─── Excerpt ───

Tribeca Review Roundup Part 1


Tribeca Film Festival is here and we have had an exciting week taking in all the shorts from their outstanding lineup. Over the next few days we will be posting reviews of some of our favourites along with shoutouts to many more. Here is Part 1 of our collection of reviews!


Motorcycle Mary, dir. Haley Watson



“Drinks Gas. Spits Nails.”


This is the phrase inscribed on Mary McGee’s Hall of Fame ring. In the first few seconds of this ESPN 30 for 30 documentary short produced by Ben Proudfoot’s Breakwater Studios, you meet Mary, captivating and charming. As she rolls out her impressive list of accomplishments you soon find out she’s also got the grit and determination that make that inscription ring true. 


Mary is both humble and confident as she notes how truly lucky she is to be able to race cars and motorcycles, sharing moments of her skill and her refusal to give in to intimidation. 


“This guy tried to pass me on turn 9. There’s no passing me on turn 9.” 


Mary’s character remains unflinching as she fights through the adversity of loss and sexism. It’s clear her goal is not to hang with the men, but be better than them. 



Mary is the type of person I would love to sit with for hours, simply listening to her talk and learning from her. In this short alone, she offers lessons. The importance of always saying yes to new opportunities, the positive perspective that it doesn’t matter if you win or lose, you’re a participant just by living life.

─── Dataset rows ───

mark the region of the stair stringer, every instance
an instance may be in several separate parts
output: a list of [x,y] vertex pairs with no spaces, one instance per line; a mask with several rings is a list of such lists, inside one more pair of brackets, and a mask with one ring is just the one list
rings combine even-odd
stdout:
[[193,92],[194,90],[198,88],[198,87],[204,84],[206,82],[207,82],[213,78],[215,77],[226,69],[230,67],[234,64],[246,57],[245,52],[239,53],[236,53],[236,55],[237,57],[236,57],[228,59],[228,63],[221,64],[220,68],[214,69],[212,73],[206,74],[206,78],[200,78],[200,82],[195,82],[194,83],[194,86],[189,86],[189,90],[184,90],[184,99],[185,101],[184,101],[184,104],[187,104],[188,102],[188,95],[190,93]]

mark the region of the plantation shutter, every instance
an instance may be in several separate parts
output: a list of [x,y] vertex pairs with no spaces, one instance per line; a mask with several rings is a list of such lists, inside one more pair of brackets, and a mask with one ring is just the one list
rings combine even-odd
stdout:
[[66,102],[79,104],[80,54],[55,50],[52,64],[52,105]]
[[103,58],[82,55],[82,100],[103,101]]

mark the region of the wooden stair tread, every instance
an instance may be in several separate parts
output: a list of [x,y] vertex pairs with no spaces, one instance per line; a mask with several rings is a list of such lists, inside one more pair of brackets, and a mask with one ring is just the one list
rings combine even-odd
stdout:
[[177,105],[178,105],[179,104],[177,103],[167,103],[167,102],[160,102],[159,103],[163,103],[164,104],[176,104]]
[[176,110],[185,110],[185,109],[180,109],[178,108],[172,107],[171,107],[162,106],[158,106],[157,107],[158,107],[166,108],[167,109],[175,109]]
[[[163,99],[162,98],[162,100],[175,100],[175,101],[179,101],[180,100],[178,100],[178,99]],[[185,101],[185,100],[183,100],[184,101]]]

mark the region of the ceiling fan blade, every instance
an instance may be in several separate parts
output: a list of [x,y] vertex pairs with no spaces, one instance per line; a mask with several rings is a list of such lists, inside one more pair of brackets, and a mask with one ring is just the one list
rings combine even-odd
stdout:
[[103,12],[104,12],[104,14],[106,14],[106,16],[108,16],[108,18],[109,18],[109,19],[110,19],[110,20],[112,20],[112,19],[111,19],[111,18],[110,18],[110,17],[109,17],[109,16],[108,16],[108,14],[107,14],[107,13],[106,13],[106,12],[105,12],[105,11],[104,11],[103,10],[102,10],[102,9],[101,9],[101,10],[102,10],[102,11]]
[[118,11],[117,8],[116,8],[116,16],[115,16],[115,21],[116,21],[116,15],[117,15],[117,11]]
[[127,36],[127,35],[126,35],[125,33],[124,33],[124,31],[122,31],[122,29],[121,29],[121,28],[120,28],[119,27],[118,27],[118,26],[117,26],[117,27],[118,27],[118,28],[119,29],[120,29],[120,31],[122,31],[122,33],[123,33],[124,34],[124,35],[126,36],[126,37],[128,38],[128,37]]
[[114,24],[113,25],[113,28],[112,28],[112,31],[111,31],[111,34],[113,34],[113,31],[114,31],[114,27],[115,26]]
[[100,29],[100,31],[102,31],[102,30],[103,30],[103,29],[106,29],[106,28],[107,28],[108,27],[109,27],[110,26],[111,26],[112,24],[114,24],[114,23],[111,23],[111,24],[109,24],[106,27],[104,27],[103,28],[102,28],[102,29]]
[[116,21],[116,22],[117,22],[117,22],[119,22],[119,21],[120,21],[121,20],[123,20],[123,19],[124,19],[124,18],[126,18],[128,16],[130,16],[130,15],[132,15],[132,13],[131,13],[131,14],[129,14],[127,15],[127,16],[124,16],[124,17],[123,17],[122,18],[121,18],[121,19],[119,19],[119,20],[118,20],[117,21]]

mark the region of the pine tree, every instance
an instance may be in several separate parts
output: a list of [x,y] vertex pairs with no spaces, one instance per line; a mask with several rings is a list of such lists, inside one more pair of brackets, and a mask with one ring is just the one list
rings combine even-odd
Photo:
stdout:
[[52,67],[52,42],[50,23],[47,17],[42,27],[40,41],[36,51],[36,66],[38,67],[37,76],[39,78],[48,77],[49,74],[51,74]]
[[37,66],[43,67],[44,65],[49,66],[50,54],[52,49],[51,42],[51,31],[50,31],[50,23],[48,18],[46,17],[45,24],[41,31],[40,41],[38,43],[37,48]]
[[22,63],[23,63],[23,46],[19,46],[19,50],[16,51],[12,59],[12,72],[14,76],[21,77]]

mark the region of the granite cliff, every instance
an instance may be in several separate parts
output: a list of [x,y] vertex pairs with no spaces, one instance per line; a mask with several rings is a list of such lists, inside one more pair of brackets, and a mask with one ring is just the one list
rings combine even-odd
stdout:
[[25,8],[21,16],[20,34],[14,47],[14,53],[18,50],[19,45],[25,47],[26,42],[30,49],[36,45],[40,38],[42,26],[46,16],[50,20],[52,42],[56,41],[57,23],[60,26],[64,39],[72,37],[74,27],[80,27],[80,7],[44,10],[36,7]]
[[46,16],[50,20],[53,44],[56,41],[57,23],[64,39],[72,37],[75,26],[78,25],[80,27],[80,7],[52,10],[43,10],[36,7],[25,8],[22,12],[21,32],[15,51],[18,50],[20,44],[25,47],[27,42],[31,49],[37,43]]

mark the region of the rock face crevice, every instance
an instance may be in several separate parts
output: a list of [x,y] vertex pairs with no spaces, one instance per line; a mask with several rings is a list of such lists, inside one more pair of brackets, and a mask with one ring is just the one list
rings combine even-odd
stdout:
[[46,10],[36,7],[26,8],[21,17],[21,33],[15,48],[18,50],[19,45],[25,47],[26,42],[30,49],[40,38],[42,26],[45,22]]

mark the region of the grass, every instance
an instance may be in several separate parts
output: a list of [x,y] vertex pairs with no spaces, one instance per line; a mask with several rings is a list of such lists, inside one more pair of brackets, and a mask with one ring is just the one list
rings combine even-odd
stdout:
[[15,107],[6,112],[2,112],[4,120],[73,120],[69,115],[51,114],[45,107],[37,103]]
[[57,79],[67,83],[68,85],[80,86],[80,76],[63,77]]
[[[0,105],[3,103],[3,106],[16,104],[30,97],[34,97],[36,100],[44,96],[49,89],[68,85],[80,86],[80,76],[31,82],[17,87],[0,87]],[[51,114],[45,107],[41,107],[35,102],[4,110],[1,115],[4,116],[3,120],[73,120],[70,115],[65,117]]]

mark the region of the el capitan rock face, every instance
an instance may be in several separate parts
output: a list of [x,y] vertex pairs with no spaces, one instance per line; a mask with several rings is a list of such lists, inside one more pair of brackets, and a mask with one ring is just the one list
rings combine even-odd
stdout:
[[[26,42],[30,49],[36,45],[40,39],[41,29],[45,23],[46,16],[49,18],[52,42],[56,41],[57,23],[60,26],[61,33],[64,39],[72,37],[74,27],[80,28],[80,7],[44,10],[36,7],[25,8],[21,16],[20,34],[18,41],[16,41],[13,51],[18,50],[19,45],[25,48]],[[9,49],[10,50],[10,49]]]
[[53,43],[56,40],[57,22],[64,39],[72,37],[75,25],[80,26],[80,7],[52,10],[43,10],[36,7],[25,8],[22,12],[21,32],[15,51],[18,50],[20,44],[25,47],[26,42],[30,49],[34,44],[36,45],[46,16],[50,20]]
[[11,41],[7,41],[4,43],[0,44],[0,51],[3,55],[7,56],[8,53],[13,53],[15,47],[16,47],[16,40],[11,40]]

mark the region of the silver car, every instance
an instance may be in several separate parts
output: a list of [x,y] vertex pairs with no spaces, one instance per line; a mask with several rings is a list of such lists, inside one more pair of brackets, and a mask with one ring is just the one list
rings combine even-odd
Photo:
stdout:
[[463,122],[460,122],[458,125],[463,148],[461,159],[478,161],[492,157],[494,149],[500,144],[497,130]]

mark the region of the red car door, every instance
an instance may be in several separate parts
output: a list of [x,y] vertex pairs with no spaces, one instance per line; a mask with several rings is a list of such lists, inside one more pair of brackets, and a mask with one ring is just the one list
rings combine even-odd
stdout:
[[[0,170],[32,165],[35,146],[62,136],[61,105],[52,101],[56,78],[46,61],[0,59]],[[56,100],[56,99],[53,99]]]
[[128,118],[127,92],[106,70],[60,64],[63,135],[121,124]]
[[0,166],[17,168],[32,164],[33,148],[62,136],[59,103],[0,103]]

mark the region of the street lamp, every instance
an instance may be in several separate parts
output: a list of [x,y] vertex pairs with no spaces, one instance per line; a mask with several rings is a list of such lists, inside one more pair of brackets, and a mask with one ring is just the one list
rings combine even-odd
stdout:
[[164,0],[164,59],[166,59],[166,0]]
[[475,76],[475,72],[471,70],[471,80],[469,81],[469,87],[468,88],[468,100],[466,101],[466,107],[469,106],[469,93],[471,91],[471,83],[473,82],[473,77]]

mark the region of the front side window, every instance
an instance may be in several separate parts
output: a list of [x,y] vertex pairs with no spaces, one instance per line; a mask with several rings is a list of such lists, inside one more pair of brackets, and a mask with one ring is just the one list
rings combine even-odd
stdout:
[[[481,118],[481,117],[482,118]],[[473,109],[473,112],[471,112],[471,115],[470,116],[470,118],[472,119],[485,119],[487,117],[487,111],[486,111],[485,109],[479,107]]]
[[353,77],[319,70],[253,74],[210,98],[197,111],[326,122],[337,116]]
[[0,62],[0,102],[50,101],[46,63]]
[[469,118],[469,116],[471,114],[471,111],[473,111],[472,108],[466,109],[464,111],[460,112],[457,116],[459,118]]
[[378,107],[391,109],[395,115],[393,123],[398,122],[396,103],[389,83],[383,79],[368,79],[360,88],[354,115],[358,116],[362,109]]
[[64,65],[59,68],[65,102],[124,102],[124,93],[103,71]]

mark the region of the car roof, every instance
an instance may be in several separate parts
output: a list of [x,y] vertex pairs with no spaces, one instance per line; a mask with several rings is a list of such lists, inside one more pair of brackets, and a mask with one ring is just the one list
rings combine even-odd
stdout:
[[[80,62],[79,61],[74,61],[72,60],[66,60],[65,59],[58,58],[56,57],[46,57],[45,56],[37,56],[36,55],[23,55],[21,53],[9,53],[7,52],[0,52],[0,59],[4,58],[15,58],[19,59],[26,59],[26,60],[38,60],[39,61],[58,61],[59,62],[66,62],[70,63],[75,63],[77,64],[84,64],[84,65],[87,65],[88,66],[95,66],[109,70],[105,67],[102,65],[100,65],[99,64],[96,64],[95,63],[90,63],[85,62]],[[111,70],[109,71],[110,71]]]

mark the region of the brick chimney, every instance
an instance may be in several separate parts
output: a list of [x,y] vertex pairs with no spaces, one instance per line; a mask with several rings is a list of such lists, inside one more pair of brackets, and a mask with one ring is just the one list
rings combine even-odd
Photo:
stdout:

───

_Your tasks_
1/ Answer these questions about the Tribeca review:
(a) What phrase is inscribed on Mary McGee's Hall of Fame ring?
(b) Which studio produced the documentary short?
(c) On which turn does Mary say there is no passing her?
2/ Please pick up the Tribeca review of Motorcycle Mary right after its final sentence and carry it forward in the same voice.

_Task-by-task answers_
1/
(a) "Drinks Gas. Spits Nails."
(b) Ben Proudfoot's Breakwater Studios
(c) Turn 9

2/
Director Haley Watson does an excellent job of pacing this short. She expertly intertwines archival footage and interviews with Mary with a great score to help give a well rounded view of Mary’s life. As the score speeds up and crescendos, we are fed with fast-paced high velocity race scenes and an excited Mary sharing about all of her accomplishments and races. In her more solemn and tragic stories, the score is brought back down. This is also all a testament to an incredible editing job done by Cody Wilson.



Mary is an excellent story-teller as she tells about her family life and how her brother Jim was pivotal in bringing her into racing. According to Mary, Jim always taught her to remain calm and take a deep breath. Mary internalizes this lesson physically throughout her interviews by taking deep inhales and exhales in moments where fear or nervousness start to build. Haley cleverly adds this breathing device to the pacing of her short to keep you hanging on Mary’s every word. 


Overall this short is an exciting portrait of a racer who is not only the first woman to race motorcycles in the United States AND the first person ever to ride the Baja 500 solo, but a woman with gas-guzzling, nail-spitting determination - and a spirit you can’t help but love.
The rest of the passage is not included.